══ STORED DATA

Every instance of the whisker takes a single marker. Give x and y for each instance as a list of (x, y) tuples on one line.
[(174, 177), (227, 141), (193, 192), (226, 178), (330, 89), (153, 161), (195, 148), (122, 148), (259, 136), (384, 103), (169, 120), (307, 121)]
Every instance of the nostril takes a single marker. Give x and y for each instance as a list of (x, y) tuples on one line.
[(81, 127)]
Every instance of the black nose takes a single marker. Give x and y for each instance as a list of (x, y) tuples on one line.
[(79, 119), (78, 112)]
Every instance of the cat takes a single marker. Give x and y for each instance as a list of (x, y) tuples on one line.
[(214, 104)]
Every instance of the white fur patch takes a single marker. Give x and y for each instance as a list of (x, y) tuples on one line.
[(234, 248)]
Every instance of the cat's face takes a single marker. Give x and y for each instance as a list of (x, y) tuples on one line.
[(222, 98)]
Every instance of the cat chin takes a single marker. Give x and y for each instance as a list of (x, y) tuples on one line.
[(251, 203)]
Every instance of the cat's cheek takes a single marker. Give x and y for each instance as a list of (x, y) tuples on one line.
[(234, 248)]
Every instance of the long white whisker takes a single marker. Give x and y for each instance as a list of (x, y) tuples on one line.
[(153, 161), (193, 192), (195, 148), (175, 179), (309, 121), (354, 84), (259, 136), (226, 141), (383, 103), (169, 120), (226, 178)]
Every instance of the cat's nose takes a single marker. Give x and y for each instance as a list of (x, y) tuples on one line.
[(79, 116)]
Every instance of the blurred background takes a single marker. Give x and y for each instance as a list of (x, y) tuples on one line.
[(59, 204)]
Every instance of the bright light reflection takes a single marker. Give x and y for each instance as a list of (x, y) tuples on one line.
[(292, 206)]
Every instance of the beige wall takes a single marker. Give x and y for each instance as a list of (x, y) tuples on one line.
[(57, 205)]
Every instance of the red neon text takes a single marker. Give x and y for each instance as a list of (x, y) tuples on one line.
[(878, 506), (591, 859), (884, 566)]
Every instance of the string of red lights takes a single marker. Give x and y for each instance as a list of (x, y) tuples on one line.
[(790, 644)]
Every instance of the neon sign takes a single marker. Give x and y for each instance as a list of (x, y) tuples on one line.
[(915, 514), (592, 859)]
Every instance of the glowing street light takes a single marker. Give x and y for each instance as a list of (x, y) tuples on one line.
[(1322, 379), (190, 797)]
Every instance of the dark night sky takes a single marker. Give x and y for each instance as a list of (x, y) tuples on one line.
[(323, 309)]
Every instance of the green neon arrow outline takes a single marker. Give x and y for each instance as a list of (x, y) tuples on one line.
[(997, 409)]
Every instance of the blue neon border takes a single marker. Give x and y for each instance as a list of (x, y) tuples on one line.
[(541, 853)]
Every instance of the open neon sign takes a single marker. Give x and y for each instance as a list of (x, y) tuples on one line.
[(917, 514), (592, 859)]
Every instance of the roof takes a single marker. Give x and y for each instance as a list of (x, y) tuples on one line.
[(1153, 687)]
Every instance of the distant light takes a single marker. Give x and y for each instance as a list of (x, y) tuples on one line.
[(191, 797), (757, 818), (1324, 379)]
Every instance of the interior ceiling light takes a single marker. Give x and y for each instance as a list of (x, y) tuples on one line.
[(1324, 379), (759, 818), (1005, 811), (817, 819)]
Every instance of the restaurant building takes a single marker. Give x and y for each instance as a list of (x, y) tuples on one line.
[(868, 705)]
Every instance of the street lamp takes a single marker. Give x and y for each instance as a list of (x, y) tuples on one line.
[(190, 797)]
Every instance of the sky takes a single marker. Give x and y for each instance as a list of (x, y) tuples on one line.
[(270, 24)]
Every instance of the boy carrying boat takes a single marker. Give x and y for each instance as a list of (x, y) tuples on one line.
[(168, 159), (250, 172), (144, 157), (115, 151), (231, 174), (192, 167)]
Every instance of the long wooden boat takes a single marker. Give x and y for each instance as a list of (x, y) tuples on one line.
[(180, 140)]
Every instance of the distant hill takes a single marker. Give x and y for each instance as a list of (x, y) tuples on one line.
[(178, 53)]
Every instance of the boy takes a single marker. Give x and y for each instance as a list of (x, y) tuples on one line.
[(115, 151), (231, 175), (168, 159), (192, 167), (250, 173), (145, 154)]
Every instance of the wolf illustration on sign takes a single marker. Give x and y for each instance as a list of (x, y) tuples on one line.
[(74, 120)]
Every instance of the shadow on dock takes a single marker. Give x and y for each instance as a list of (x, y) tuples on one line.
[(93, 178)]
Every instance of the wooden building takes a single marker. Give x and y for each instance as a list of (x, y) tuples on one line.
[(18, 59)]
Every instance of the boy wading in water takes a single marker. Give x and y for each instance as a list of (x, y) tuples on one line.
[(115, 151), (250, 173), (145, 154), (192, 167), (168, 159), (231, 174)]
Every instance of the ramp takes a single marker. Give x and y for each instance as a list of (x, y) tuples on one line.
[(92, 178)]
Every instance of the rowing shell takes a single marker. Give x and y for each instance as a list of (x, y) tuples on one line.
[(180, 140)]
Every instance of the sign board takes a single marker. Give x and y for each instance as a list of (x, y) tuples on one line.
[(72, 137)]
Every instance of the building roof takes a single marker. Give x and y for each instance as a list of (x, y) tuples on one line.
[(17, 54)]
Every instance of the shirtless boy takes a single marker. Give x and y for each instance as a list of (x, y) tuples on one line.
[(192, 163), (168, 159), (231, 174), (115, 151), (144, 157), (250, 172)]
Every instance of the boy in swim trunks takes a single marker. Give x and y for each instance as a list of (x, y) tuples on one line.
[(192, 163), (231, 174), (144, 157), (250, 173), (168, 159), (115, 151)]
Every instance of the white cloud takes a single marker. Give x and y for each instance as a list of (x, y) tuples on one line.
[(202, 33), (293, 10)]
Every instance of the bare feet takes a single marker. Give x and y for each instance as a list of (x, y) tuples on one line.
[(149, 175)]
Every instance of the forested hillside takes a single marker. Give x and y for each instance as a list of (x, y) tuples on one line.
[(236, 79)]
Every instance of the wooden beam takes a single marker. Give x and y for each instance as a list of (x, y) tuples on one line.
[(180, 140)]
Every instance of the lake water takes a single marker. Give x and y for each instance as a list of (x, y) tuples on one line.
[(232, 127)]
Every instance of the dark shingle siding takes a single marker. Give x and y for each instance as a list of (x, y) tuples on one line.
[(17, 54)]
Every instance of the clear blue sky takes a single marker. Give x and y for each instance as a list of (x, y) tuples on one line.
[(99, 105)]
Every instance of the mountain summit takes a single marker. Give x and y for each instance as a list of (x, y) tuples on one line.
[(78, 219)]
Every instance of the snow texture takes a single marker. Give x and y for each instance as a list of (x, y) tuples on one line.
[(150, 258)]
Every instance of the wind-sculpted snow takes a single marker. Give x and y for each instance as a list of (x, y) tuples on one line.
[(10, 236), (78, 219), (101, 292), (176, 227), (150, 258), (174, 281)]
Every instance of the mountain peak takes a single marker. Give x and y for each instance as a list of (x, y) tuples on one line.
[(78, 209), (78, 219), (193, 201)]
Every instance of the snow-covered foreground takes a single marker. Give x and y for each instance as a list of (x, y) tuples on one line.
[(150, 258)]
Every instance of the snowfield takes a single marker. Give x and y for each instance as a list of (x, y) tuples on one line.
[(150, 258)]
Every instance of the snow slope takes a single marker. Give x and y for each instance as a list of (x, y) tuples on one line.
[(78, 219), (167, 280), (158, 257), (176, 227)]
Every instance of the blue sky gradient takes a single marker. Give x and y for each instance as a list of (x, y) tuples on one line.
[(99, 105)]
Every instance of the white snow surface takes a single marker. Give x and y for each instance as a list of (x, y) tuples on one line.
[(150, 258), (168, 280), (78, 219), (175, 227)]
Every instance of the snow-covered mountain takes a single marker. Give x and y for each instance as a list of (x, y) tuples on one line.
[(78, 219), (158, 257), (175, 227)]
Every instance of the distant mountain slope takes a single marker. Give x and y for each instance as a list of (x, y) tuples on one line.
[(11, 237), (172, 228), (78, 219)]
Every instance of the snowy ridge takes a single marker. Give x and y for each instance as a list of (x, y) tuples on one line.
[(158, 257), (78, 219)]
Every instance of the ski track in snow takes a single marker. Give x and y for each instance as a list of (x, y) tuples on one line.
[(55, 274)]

════

Can you format everything in the listing from the line containing "Every instance of the wooden building" down to the line containing "[(72, 137)]", both included, as a two-column CSV with the headers instruction and coordinates? Put each instruction and its coordinates on one row, with every field in double quotes and any line breaks changed to spaces.

** TASK RESULT **
instruction,coordinates
"Every instance of the wooden building takes a single marker. Give x and y for each instance as a list of (x, y) tuples on one line.","[(18, 59)]"
"Every instance of the boy wading in water takes a single marker. Give x and y for each instance as a list of (x, y) tuples on one line.","[(115, 151), (250, 173), (145, 154), (192, 167), (168, 159), (231, 174)]"
"Every instance of the ramp takes a single marker. Give x and y for each instance as a list of (x, y) tuples on one line.","[(92, 178)]"
"Every instance of the rowing shell takes a single marker. Give x and y for each instance as a list of (x, y) tuples on one line.","[(180, 140)]"
"Every instance of the sign board takes a single marker. Give x and y for each instance as a list of (x, y) tuples on one line.","[(72, 137)]"